• [STORED ROWS]:
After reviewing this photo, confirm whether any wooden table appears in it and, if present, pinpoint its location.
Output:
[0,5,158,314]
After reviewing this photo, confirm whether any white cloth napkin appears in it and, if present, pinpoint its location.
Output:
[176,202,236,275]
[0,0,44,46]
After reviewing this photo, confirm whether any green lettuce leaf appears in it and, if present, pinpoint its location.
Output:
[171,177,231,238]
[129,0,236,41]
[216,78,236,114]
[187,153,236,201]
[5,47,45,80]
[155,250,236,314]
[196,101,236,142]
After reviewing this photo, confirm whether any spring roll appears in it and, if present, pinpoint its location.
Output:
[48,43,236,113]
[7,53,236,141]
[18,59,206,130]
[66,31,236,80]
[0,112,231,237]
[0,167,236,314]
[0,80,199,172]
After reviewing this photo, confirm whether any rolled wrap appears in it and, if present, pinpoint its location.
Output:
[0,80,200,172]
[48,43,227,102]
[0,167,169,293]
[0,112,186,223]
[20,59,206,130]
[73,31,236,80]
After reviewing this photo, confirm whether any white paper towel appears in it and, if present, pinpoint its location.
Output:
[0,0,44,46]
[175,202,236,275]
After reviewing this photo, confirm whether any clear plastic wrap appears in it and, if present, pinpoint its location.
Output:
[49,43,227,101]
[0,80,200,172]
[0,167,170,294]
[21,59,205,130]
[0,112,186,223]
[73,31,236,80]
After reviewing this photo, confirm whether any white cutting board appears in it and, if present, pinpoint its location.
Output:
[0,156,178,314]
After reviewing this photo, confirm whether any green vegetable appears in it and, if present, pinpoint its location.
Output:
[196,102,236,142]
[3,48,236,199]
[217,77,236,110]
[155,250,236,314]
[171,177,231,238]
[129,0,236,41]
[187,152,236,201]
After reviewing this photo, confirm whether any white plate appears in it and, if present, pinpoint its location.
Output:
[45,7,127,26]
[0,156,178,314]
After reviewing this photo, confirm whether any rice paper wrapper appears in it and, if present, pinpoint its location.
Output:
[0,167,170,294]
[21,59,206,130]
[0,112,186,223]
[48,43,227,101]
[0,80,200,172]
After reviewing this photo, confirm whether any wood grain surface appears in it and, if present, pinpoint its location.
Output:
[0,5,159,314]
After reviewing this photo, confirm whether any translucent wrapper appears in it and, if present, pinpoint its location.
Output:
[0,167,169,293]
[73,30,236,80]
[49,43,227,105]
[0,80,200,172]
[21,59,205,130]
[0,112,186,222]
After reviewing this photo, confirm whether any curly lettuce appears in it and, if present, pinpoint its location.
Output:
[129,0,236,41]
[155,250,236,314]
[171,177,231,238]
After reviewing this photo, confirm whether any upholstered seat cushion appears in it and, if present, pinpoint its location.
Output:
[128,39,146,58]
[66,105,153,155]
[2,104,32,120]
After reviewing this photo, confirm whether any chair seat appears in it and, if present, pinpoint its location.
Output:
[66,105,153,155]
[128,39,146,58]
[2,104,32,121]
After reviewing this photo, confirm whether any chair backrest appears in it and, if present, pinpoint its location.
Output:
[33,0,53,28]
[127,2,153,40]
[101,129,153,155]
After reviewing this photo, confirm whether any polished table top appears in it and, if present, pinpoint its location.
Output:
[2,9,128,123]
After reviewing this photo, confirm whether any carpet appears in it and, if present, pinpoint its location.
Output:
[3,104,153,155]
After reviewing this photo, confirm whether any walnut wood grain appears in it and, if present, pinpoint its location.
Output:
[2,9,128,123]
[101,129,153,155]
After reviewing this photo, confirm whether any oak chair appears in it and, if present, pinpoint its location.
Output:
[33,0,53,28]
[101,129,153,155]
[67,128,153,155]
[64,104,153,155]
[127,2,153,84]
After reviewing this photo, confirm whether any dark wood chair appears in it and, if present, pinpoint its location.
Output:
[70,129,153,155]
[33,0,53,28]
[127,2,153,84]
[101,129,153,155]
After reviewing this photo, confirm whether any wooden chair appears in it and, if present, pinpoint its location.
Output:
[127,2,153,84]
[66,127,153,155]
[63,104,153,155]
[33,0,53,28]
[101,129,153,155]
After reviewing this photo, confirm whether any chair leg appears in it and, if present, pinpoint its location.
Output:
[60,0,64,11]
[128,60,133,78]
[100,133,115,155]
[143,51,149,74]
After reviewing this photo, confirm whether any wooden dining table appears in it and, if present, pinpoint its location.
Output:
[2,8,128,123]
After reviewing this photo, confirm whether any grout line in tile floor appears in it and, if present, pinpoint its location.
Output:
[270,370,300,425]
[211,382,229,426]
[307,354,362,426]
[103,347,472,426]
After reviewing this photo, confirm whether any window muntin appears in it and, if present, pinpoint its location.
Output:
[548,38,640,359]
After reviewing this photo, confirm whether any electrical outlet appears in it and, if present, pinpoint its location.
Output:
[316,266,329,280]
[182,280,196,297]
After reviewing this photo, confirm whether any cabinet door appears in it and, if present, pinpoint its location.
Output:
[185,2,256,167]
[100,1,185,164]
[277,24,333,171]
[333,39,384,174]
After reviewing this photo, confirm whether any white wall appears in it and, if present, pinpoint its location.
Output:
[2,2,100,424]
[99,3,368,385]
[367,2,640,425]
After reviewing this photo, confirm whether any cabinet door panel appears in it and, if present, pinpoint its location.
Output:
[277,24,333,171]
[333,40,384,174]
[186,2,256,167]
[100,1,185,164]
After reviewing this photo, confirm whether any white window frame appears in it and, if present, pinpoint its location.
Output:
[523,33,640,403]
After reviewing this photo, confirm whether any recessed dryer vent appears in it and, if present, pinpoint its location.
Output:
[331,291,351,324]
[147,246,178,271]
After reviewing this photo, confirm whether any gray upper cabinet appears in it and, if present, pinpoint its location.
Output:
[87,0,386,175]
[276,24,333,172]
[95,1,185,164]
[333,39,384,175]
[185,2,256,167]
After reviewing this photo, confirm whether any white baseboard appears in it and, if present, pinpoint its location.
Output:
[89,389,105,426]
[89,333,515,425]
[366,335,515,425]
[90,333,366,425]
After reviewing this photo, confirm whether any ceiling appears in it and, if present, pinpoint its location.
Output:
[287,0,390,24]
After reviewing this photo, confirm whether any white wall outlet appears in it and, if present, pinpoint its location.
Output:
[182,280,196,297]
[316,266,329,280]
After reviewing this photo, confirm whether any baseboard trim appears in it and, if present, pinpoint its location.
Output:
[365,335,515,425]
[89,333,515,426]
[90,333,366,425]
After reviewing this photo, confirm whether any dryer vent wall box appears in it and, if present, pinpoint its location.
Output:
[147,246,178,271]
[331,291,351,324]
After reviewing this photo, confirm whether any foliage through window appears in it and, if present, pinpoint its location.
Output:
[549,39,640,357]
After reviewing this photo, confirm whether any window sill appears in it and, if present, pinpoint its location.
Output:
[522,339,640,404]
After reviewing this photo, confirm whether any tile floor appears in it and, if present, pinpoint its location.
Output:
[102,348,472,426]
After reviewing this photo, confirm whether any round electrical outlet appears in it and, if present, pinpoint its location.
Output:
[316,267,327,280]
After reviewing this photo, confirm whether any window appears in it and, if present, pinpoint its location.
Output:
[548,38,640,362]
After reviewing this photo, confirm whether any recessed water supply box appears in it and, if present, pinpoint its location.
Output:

• [SHORT PROBLEM]: Rewrite every one of the records above, changing "confirm whether" to "check whether" wherever it occurs and keeping the rest the same.

• [ANSWER]:
After reviewing this photo, check whether any wooden table appears in it and, if present, pinpoint its location.
Output:
[0,5,158,314]
After reviewing this photo, check whether any white cloth napkin appears in it and, if present, pinpoint its location.
Output:
[176,202,236,275]
[0,0,44,46]
After reviewing this photo, check whether any green lettuce leaf appears in it and, if present, pinpoint its location.
Output:
[171,177,231,238]
[129,0,236,41]
[216,78,236,114]
[187,153,236,201]
[5,47,45,80]
[155,250,236,314]
[196,101,236,142]
After reviewing this photo, check whether any spring roll appears in it and, if present, pinpoint its location.
Output:
[48,43,236,113]
[7,53,236,141]
[18,59,206,130]
[66,31,236,80]
[0,112,231,237]
[0,167,236,314]
[0,80,199,172]
After reviewing this photo, check whether any rolled wrap appears in it and, if present, pinpoint its location.
Output:
[0,80,200,172]
[48,43,227,102]
[0,167,169,293]
[0,112,186,223]
[20,59,206,130]
[73,31,236,80]
After reviewing this photo, check whether any white paper towel appears in it and, if present, pinpoint its location.
Output:
[0,0,44,46]
[175,202,236,275]
After reviewing this photo, check whether any clear plastic wrap appears in it and, if present, pinpoint its location.
Output:
[49,43,227,101]
[0,80,200,172]
[0,167,170,294]
[21,59,205,130]
[0,112,186,223]
[73,31,236,80]
After reviewing this photo, check whether any white cutting board appears in it and, if present, pinpoint its location.
Output:
[0,156,178,314]
After reviewing this photo, check whether any green vegetable appears in it and, if present, pinpoint its location.
Output:
[196,102,236,142]
[3,48,236,199]
[217,77,236,110]
[155,250,236,314]
[171,177,231,238]
[129,0,236,41]
[187,152,236,201]
After reviewing this photo, check whether any white plate appears in it and, if present, pinpoint its location.
Output:
[45,7,127,26]
[0,156,178,314]
After reviewing this photo, check whether any rice paper wrapper appears in it and, if present, pinpoint its location.
Output:
[0,167,170,294]
[21,59,206,130]
[0,112,186,223]
[48,43,227,101]
[0,80,200,172]
After reviewing this photo, check whether any wood grain surface appears in it and, if present, pinpoint its location.
Output:
[0,5,159,314]
After reviewing this photo, check whether any translucent wrapper appears in it and, if present, pinpoint its location.
Output:
[0,167,169,293]
[73,30,236,80]
[49,43,227,105]
[0,80,200,172]
[21,59,205,130]
[0,112,186,222]
After reviewing this photo, check whether any curly lettuce appears in it and, if present, pinpoint its location.
Output:
[129,0,236,41]
[155,250,236,314]
[171,177,231,238]
After reviewing this photo, check whether any upholstered seat cushion appears in it and, if present, pinpoint its location.
Output:
[128,39,146,58]
[66,105,153,155]
[2,104,32,120]
After reviewing this photo, check whether any chair seat appears in it and, if present, pinpoint its location.
Output:
[66,105,153,155]
[128,39,146,58]
[2,104,32,121]
After reviewing this photo, check whether any chair backrest appears in it and, if present, pinpoint its location.
Output:
[33,0,53,28]
[127,2,153,40]
[101,129,153,155]
After reviewing this photo, check whether any polished table top appears in it and, if present, pinpoint its location.
Output:
[2,9,128,123]
After reviewing this photo, check whether any carpet appears in it and, if present, pinpoint its location.
Output:
[3,104,153,155]
After reviewing this photo, check whether any walnut wood grain appears in it and, if present, pinpoint its location.
Output:
[2,9,128,123]
[101,129,153,155]
After reviewing this photo, check whether any oak chair appears in it and, if present, pinpoint its location.
Output:
[33,0,53,28]
[101,129,153,155]
[67,128,153,155]
[64,104,153,155]
[127,2,153,84]
After reviewing this photo, check whether any dark wood chair appears in it and, if present, pinpoint its location.
Output:
[70,129,153,155]
[33,0,53,28]
[127,2,153,84]
[101,129,153,155]
After reviewing this photo, check whether any wooden chair appears in it and, if present, pinpoint its location.
Output:
[127,2,153,84]
[66,127,153,155]
[63,104,153,155]
[33,0,53,28]
[101,129,153,155]
After reviewing this photo, check whether any chair leg appears in it and, if present, pinpoint its location.
Output:
[60,0,64,11]
[128,60,133,78]
[100,133,115,155]
[143,51,149,74]
After reviewing this photo, check whether any wooden dining table appears in it and, if present, pinpoint its location.
Output:
[2,8,128,123]
After reviewing this photo, check whether any grout line in tile floor appears in it and, if present, pinpoint its location.
Output:
[270,370,300,425]
[211,382,229,426]
[307,354,362,426]
[103,347,472,426]
After reviewing this photo, check whether any window muntin appears in it and, if present, pinpoint its location.
Output:
[548,38,640,359]
After reviewing this photo, check whether any electrical outlet appears in it and, if present, pinpoint its location.
Output:
[316,266,329,280]
[182,280,196,297]
After reviewing this photo, check whether any cabinet door appears in it and, if present, pinpoint its location.
Output:
[185,2,256,167]
[100,1,185,164]
[277,24,333,171]
[333,39,384,174]
After reviewing this photo, check whether any white wall appears in it and, if present, pinpoint its location.
Output:
[2,2,100,424]
[99,3,368,385]
[367,2,640,425]
After reviewing this photo, check whether any cabinet door panel appears in it and, if present, pinpoint its location.
Output:
[277,24,333,171]
[333,40,384,174]
[186,2,256,167]
[100,1,185,164]
After reviewing this photo, check whether any white window frame appears in it and, if present, pinpoint its location.
Output:
[523,33,640,403]
After reviewing this photo, check whether any recessed dryer vent appears in it and, if present, pinpoint its location.
Output:
[331,291,351,324]
[147,246,178,271]
After reviewing this photo, check whether any gray upper cabinet appears in it and, if present, pinpoint its location.
Output:
[87,0,386,175]
[276,24,333,172]
[95,1,185,164]
[333,39,384,175]
[185,2,256,167]
After reviewing this photo, check whether any white baseboard appears in it and, if present, pinpoint its location.
Output:
[89,389,105,426]
[89,333,515,425]
[366,335,515,425]
[90,333,366,425]
After reviewing this photo, check whether any ceiling appears in it and, if present, pinpoint its location.
Output:
[287,0,390,24]
After reviewing this photo, check whether any white wall outlet appears in it and, if present, pinpoint its location.
Output:
[182,280,196,297]
[316,266,329,280]
After reviewing this photo, check whether any baseboard trim appears in it and, if present, pinpoint its location.
Output:
[365,335,515,425]
[89,333,515,426]
[90,333,366,425]
After reviewing this photo, check whether any dryer vent wall box appears in it and, if present, pinpoint its location.
Output:
[147,246,178,271]
[331,291,351,324]
After reviewing this photo, check whether any foliage through window appears in it and, if present, pinpoint its location.
Output:
[549,39,640,357]
After reviewing this photo, check whether any window sill appears in it and, if present, pinpoint its location.
Output:
[522,339,640,404]
After reviewing this photo, check whether any tile floor appears in it and, if present, pinpoint its location.
Output:
[102,348,472,426]
After reviewing this photo, check whether any round electrical outlet appears in it and, if present, pinpoint its location.
Output:
[316,267,327,280]
After reviewing this photo, check whether any window appears in it and, if present, pinpoint its location.
Output:
[548,38,640,362]
After reviewing this photo, check whether any recessed water supply box appears in it and, if present, pinpoint its location.
Output:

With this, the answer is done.